+++ Data +++

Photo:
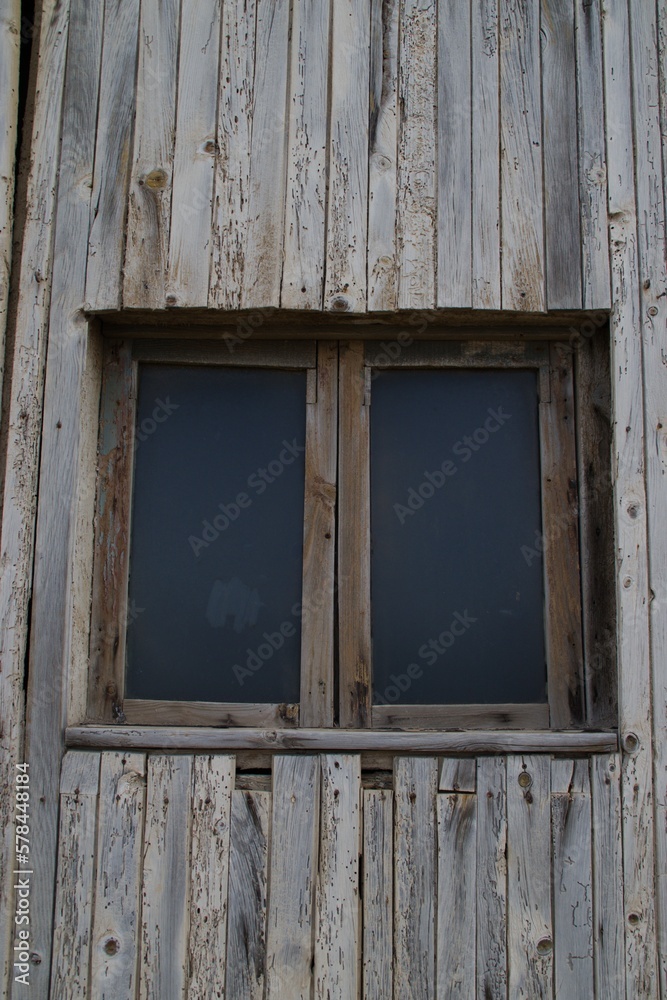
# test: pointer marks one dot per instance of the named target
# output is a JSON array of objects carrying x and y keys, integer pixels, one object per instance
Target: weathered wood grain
[
  {"x": 293, "y": 867},
  {"x": 382, "y": 143},
  {"x": 150, "y": 188},
  {"x": 232, "y": 163},
  {"x": 209, "y": 868},
  {"x": 457, "y": 880},
  {"x": 378, "y": 881},
  {"x": 347, "y": 205},
  {"x": 266, "y": 210},
  {"x": 417, "y": 168},
  {"x": 491, "y": 879},
  {"x": 79, "y": 785},
  {"x": 608, "y": 913},
  {"x": 572, "y": 879},
  {"x": 561, "y": 176},
  {"x": 337, "y": 964},
  {"x": 415, "y": 867},
  {"x": 632, "y": 585},
  {"x": 190, "y": 236},
  {"x": 529, "y": 928},
  {"x": 166, "y": 878},
  {"x": 117, "y": 915},
  {"x": 316, "y": 707},
  {"x": 248, "y": 887},
  {"x": 592, "y": 156},
  {"x": 113, "y": 151},
  {"x": 522, "y": 194},
  {"x": 485, "y": 129},
  {"x": 454, "y": 230},
  {"x": 307, "y": 157}
]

+++

▶ [What to do] All lines from the first in the listing above to the line containing "# output is", inclusive, go in the output exactly as they are; no pictures go in.

▶ [Answer space]
Photo:
# test: pointer marks one dot per instance of the named target
# output is a JSON array of objects carrying x and y keys, integer pixels, one object per instance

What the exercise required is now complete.